[Opening SOURCE DATA section]

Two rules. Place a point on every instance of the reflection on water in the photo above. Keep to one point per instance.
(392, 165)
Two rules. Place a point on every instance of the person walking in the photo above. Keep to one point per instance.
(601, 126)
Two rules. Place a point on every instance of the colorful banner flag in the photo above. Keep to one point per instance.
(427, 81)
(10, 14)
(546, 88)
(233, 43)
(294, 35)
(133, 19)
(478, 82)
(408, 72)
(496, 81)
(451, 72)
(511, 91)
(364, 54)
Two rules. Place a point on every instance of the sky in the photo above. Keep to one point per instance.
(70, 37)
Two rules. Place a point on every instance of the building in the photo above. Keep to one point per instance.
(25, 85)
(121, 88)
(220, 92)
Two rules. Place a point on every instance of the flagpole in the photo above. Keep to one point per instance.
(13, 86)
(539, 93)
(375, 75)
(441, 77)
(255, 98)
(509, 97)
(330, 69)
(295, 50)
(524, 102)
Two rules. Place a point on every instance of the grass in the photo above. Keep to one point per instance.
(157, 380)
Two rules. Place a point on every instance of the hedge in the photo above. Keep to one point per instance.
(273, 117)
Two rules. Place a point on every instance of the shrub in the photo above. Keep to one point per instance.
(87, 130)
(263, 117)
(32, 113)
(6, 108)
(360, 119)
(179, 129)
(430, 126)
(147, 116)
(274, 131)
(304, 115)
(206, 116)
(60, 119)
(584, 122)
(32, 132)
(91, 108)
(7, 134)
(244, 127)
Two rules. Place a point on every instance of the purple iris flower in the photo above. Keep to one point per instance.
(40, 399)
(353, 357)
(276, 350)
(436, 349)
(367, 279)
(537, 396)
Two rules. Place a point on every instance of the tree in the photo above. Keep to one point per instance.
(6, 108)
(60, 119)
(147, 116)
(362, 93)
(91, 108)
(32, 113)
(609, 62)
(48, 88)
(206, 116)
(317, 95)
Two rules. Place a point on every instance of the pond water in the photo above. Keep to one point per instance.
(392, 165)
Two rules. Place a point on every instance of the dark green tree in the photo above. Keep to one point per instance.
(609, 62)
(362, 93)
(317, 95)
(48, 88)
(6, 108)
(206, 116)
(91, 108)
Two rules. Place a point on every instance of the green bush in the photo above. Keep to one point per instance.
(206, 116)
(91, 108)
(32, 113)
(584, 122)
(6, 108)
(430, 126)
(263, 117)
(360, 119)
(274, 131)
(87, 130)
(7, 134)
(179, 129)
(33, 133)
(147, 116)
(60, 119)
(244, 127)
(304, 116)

[Closing SOURCE DATA section]

** YOUR INSTRUCTIONS **
What you give back should be exactly the lines of the entries above from the one containing "Two rules. Place a point on every instance of the green" to the end, and nothing more.

** WRITTEN ANSWER **
Two rules. Place a point on every instance of the green bush in the photo above. Keep to one point per instance.
(206, 116)
(91, 108)
(32, 113)
(584, 122)
(6, 108)
(430, 126)
(263, 117)
(360, 119)
(274, 131)
(87, 130)
(7, 134)
(179, 129)
(33, 133)
(147, 116)
(60, 119)
(244, 127)
(304, 116)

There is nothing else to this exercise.